▶ WHAT YOU WILL DO:
Reformat all of the material below as a numbered list, one item per line, with blank lines omitted.
═════ RECORDED INFORMATION ═════
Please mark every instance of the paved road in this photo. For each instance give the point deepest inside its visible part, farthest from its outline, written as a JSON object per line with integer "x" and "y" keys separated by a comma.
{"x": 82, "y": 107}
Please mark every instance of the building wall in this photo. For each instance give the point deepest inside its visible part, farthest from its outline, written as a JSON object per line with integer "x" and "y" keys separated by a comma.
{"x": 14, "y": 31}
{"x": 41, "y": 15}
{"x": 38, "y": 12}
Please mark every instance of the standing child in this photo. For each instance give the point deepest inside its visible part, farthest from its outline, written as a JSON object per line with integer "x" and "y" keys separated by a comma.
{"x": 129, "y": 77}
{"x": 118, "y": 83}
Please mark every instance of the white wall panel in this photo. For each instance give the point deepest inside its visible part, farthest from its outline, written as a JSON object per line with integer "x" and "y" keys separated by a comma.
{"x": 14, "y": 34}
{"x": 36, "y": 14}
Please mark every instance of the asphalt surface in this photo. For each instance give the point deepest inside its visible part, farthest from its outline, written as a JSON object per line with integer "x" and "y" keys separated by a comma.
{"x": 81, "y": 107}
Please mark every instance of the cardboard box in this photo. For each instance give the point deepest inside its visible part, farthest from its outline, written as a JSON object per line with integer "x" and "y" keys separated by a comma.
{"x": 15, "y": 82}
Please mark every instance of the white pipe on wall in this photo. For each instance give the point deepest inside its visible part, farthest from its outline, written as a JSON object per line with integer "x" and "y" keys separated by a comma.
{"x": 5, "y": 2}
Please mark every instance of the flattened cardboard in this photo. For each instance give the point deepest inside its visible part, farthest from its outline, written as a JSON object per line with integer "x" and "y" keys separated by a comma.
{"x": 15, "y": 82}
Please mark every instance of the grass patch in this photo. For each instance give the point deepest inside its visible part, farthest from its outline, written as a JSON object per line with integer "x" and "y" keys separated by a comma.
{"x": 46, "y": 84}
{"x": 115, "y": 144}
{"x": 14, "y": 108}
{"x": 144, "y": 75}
═════
▶ TASK OUTPUT:
1. Please mark every instance of the paved road in this photo. For each instance give the point deepest inside its visible part, farthest from its outline, written as a JSON object per line with integer "x" and "y" keys separated by a comma.
2. {"x": 82, "y": 107}
3. Please mark every instance of the building wall in this photo. For each instance give the point deepest inside its visible part, farthest from its outline, written as a JSON object per line with integer "x" and "y" keys separated by a comma.
4. {"x": 14, "y": 31}
5. {"x": 41, "y": 15}
6. {"x": 38, "y": 12}
7. Please mark every instance of the standing child in this photo. For each instance give the point deepest inside its visible part, farthest from its outline, written as a JSON object per line with integer "x" and "y" keys separated by a comma.
8. {"x": 129, "y": 77}
9. {"x": 118, "y": 83}
10. Please mark every instance of the white wall panel in this photo. For each instance give the point deepest inside its visible part, farthest from its outline, written as a JSON object per line with integer "x" and "y" keys separated by a comma.
11. {"x": 14, "y": 34}
12. {"x": 36, "y": 14}
13. Please mark every instance of the asphalt surface in this photo. For each instance give the point deepest inside its visible part, farthest from its outline, written as a JSON object per line with integer "x" and "y" keys separated by a comma.
14. {"x": 81, "y": 107}
15. Please mark every instance of the cardboard box in this photo. For each instance give the point deepest inside its visible part, farthest from its outline, written as a JSON object per line with integer "x" and "y" keys separated by a comma.
16. {"x": 15, "y": 82}
17. Please mark every instance of the white pipe on wall in this photo. For each instance give the point deepest inside its visible part, farthest from its outline, written as a JSON object per line with integer "x" and "y" keys separated by a comma.
18. {"x": 5, "y": 2}
19. Please mark every instance of the flattened cardboard in this photo. For each instance give the point deepest inside its visible part, farthest from its outline, written as a JSON object per line with integer "x" and "y" keys separated by a comma.
20. {"x": 15, "y": 82}
21. Please mark every instance of the grass patch in this photo. For each instance give the point deepest inside its visible part, farthest from its outline, written as a JSON object per line with integer "x" and "y" keys separated by a comma.
22. {"x": 46, "y": 84}
23. {"x": 115, "y": 144}
24. {"x": 14, "y": 108}
25. {"x": 144, "y": 75}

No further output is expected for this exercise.